■ Direction
Only the lines from the one containing "For the benchmark, mark every instance of the iridescent" through the end of the material are to be echoed, each exactly as it appears.
— START OF Raw data —
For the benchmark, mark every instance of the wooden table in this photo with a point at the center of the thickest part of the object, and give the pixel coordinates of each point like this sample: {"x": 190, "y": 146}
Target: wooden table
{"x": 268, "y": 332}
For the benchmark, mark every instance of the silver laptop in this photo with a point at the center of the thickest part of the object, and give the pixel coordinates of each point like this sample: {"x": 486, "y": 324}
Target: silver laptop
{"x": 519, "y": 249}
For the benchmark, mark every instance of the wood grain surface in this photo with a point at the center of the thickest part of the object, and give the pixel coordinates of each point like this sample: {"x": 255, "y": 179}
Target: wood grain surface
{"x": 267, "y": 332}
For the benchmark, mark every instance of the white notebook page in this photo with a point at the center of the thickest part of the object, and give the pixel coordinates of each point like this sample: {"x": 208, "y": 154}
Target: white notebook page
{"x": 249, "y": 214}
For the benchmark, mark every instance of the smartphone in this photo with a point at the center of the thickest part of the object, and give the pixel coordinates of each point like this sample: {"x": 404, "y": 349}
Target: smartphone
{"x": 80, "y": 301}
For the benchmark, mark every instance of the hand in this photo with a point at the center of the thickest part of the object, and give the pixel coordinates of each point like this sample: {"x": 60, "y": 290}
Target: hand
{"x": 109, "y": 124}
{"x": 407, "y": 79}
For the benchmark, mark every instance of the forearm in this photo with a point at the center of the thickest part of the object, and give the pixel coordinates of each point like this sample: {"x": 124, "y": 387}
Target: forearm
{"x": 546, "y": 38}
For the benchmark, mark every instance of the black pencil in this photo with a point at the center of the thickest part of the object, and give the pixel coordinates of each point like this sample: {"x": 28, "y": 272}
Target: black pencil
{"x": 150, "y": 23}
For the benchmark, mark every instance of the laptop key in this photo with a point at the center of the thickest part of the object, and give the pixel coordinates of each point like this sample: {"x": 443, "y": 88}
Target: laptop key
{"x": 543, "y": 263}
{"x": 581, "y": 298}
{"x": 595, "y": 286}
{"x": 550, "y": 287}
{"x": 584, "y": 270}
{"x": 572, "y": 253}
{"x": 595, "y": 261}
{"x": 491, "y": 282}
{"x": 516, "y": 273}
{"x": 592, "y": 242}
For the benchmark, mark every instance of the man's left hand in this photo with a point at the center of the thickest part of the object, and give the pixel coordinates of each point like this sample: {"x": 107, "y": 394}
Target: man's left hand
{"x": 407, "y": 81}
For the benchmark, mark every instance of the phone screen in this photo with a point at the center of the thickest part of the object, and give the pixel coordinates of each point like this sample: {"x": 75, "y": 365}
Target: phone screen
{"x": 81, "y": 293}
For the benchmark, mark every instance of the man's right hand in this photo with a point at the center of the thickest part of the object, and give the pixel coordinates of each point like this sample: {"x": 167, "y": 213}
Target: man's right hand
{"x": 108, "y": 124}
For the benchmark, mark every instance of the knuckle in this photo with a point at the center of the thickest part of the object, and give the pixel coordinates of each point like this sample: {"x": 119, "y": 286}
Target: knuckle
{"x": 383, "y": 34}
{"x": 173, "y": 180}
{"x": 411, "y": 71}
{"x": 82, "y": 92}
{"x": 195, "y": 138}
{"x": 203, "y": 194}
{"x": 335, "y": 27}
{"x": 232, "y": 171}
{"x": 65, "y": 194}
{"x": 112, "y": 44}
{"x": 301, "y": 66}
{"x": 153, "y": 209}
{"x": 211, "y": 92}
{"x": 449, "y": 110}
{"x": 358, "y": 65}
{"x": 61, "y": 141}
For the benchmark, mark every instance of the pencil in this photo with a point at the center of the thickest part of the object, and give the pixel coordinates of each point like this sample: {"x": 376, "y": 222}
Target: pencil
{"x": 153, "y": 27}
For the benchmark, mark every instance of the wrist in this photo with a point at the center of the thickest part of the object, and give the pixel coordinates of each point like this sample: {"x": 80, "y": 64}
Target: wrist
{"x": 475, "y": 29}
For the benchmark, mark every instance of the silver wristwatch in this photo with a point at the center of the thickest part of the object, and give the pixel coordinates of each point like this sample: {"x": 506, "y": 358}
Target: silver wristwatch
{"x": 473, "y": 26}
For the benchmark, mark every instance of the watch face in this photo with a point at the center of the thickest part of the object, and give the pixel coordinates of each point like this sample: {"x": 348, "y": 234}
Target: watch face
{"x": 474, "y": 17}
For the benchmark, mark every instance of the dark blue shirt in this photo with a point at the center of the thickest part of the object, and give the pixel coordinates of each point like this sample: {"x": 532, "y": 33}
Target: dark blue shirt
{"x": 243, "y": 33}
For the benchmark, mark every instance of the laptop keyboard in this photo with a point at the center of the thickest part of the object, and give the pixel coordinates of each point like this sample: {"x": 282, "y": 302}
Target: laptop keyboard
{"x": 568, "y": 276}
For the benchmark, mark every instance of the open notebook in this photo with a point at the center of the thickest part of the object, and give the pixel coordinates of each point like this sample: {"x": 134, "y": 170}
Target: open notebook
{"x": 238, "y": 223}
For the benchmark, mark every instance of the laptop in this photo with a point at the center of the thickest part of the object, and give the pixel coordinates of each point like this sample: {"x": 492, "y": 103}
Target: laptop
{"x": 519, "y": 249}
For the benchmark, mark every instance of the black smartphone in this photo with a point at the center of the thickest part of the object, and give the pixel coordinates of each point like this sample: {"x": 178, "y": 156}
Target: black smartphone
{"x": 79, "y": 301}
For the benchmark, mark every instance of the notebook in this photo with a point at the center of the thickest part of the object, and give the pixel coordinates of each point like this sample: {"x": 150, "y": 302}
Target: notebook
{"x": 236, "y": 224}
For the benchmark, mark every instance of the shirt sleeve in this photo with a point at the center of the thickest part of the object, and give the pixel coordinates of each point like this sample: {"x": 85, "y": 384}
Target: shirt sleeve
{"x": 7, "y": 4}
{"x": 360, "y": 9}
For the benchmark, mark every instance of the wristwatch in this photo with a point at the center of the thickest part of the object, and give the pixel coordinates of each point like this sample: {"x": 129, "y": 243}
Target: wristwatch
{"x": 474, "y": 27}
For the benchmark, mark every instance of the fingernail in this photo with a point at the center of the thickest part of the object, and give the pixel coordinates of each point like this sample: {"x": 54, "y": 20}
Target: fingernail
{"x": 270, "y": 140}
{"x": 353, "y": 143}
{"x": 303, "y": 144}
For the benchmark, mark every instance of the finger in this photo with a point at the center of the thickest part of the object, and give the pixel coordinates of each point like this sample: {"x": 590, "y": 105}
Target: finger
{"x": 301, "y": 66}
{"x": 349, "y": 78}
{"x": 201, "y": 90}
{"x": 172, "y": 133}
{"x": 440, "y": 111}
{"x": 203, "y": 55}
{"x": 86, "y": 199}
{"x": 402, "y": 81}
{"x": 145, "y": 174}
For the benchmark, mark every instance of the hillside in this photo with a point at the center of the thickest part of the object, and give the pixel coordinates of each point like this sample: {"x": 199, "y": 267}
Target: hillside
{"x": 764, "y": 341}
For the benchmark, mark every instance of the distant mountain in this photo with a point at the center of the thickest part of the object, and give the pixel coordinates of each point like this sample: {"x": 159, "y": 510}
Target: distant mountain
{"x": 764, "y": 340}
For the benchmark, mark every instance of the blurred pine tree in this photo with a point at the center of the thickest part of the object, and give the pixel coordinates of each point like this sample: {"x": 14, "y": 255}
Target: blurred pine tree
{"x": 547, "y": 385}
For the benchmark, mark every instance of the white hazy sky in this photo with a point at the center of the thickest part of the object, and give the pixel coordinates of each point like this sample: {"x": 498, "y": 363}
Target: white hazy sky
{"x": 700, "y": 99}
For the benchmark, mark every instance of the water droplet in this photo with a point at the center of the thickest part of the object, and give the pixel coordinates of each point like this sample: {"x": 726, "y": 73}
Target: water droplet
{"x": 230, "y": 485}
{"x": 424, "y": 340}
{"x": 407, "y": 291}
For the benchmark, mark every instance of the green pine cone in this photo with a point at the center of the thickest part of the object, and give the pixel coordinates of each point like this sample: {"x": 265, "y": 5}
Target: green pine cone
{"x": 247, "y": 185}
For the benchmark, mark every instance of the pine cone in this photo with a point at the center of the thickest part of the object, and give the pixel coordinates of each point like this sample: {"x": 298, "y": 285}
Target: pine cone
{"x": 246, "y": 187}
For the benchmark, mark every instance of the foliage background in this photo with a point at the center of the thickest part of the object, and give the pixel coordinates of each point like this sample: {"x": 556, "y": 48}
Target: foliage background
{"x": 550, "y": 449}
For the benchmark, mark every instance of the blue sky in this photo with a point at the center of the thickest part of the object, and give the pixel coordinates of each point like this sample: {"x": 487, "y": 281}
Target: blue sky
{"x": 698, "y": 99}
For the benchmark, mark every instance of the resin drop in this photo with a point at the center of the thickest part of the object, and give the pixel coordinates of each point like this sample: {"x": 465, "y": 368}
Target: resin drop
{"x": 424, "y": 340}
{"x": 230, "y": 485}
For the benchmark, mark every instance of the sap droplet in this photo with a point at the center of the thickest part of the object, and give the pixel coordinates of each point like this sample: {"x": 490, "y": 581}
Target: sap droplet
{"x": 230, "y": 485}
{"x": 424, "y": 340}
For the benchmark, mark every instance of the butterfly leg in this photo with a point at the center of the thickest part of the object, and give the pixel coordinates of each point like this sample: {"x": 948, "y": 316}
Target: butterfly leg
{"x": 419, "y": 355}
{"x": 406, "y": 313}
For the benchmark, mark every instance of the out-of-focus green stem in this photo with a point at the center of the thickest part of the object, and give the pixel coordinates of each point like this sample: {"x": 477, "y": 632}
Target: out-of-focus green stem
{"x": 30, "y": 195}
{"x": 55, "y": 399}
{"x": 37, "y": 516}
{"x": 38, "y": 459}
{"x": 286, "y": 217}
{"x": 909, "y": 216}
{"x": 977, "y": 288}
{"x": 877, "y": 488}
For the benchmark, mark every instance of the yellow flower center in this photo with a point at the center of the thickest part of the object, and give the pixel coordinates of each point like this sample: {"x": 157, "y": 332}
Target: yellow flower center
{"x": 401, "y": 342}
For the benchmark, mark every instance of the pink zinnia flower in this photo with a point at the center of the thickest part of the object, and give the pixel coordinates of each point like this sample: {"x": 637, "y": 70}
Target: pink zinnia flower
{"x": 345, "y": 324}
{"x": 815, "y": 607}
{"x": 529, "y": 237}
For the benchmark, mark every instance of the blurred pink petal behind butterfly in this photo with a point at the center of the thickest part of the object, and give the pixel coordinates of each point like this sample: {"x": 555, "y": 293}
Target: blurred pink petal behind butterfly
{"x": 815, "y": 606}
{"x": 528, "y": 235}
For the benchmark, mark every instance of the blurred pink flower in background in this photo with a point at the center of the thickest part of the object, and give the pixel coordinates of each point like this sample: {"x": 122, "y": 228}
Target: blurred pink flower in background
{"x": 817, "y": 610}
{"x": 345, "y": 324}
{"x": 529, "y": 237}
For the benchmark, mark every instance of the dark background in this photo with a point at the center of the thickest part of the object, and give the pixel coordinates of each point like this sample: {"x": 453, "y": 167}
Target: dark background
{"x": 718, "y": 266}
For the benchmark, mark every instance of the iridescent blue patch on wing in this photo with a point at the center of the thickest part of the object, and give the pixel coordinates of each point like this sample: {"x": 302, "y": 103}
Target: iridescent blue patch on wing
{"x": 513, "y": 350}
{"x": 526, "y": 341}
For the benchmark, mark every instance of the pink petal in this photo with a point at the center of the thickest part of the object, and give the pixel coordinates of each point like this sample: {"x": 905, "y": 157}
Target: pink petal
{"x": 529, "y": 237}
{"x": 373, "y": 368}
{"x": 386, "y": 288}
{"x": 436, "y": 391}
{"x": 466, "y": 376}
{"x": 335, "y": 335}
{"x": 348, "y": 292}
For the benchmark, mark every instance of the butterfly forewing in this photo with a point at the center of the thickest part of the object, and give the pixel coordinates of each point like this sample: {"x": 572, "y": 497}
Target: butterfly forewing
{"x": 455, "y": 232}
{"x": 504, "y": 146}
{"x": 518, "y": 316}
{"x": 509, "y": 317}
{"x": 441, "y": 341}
— END OF Raw data —
■ Exercise output
For the benchmark, mark every instance of the iridescent blue patch on wing in this photo with a point at the center of the thickest part of the object, and give the pixel coordinates of each point like this sample: {"x": 302, "y": 103}
Target: iridescent blue patch on wing
{"x": 513, "y": 350}
{"x": 526, "y": 341}
For the benchmark, mark every instance of the pink petal in this photo with a point at the center of the thickest part of the object, and give the pixel coordinates of each point like this sample: {"x": 905, "y": 157}
Target: pink petal
{"x": 529, "y": 237}
{"x": 373, "y": 368}
{"x": 386, "y": 288}
{"x": 436, "y": 391}
{"x": 466, "y": 376}
{"x": 335, "y": 335}
{"x": 348, "y": 292}
For the benchmark, mark every instance of the butterfly forewing in this photo with a point at the center of the thickest part of the object, and give the pixel coordinates of each point like this sample: {"x": 572, "y": 497}
Target: butterfly forewing
{"x": 455, "y": 232}
{"x": 504, "y": 146}
{"x": 518, "y": 316}
{"x": 509, "y": 317}
{"x": 441, "y": 341}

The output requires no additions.